Christopher Hitchens' "God Is Not Great: How Religion Poisons Everything": An Amazon Review and Discussion

On June 6, 2007, I posted an Amazon review of Christopher Hitchens' "God Is Not Great: How Religion Poisons Everything." I titled my review "No Wonder So Many People Believe in God." I include the full text of my review of Hitchens' book, below.

The review generated a lively discussion that continues even as I write these words, five years later. I participated in the discussion at first but then I dropped out. Participation became too time-consuming.

I tried to convey something like the following message via the Amazon page:

"I dropped out of this discussion and I apologize for that.

'Save Send Delete' offers the best argument I have in response to many of the atheist points made here. I have a blog devoted to the book. It's easier for me to address questions posted to a centralized location than to continue to return to internet venues like this and others where I have contributed over the years."

Amazon deleted my post.

I wrote to Amazon. I received several replies. They all read like missives from a Kafka novel about a dystopian regime where robots attempt to discern the smallest particle of incorrect thought in the furthest reaches of the human mind. At first I thought these were automated responses, but then I noticed that the Amazon-bots were misspelling my name. Real people were sending me these messages? How sad.

The messages communicated the following, "We don't care what explanation you offer. We KNOW you've been bad, bad, bad, and we are going to continue to delete your posts."

So, I gave up. If anyone from the Amazon discussion found his or her way here, I admire your perseverance. Maybe we can talk here.

Below please find the full text of my Amazon review of Christopher Hitchens' "God Is Not Great."


If "God Is Not Great" is the best argument for atheism, it's no wonder that so many believe. There is much wrong with this book. Given the word limit on Amazon reviews, one can only scratch the surface.

Hitchens' style: So many names are dropped you need an umbrella. Hitchens rubs elbows with glamorous people; he reads famous writers. On the other hand, Hitchens refers, repeatedly, to anyone who believes in God as a "yokel." This patina of sophistication shielded by venom intimidates some into deferring to Hitchens as a great mind.

Namedropping equals leftovers. Hitchens innovates no paradigm in relation to his, and humanity's, grave concern – ending religiously-justified atrocity like 9-11. Given this, it is egregious that Hitchens does not mention works that have responded to criticisms he quotes. For example, he rehashes John Cornwell's accusations against Pope Pius XII, without ever mentioning Ronald J. Rychlak's or David G. Dalin's refutations of Cornwell. This approach – airbrushing out of his picture anything that weakens his point – would not be possible in a volume published by a reputable academic press. So much for scholarship.

Record extracts =
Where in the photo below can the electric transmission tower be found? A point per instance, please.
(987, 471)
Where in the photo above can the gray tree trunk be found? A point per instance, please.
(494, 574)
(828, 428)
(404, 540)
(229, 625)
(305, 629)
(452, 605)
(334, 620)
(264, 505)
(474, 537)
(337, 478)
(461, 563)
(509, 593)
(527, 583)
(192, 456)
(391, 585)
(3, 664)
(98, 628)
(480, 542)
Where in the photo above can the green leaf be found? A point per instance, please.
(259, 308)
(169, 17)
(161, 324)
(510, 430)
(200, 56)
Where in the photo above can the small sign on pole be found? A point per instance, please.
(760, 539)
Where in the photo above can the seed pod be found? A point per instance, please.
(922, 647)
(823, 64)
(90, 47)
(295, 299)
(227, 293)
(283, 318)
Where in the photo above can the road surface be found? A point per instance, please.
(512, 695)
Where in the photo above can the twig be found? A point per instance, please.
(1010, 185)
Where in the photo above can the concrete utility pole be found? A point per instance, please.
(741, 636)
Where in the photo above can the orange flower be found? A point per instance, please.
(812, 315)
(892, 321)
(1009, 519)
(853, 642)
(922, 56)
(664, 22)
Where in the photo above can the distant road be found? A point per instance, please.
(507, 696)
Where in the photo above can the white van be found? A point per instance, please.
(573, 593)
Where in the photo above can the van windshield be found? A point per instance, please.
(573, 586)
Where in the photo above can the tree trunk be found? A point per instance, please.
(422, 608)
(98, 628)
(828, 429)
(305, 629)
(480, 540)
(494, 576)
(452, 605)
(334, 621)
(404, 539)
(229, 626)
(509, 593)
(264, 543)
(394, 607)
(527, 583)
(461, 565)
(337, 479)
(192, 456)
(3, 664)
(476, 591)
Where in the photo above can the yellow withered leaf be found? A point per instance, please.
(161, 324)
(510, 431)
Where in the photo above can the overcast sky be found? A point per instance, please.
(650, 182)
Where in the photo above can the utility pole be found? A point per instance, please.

Problem description =
Extend the blog post about the Amazon review of "God Is Not Great" by writing the next few paragraphs of the review, continuing after its final sentence.

Result of the task =
Hitchens' method is the classic one of prejudice: create an enemy, an "other"; insist that all members of this category are an undifferentiated mass; voice an entrenched bigotry – people of faith are stupid, hypocritical, and evil; scapegoat this other as the cause of all the world's problems, and then "support" this construct with decontextualized anecdotes.

Hitchens conflates Hinduism, Judaism, Shinto, Buddhism, Confucianism, Christianity, Islam, and Mormonism. Obvious facts prove this false: Jews, for example, don't proselytize, and, therefore, constitute less than one percent of the world's population. Male to female ratios are skewed in Muslim countries like Pakistan, where conditions mitigate against female survival. The Koran, the Bhagavad Gita, the Book of Mormon: very different books. But, in Hitchens' construct, all are undifferentiated.

Then Hitchens voices, about this undifferentiated "other," bigoted stereotypes, using the classic imagery of prejudice that associates the scapegoated "other" with subhuman life forms. In an appearance with David Horowitz promoting this book, Hitchens equated persons of faith with plague-bacilli-ridden, sewer-breeding rats.

To "prove" bigotry true, Hitchens, rejecting the scientific method, cites anecdotes. Hitchens repeats as true the slander that Jews have sex through holes in sheets. Hitchens fills his reader's mind with pornographic images in relation to the Jewish practice of circumcision.

The Christian Rev. Martin Luther King, as Hitchens mentions in one anecdote, was, indeed, a plagiarist, and a rabbi did, indeed, give a child VD via circumcision. Neither of these true anecdotes, though, sums up the most important truth about MLK, Jewish ritual, or faith. MLK played an irreplaceable role in the Civil Rights Movement, and that is more important than his failures. The Talmud is a vast document that has been the foundation of a people, Jews, who have contributed greatly to mankind, and that is more important than one rabbi's crimes.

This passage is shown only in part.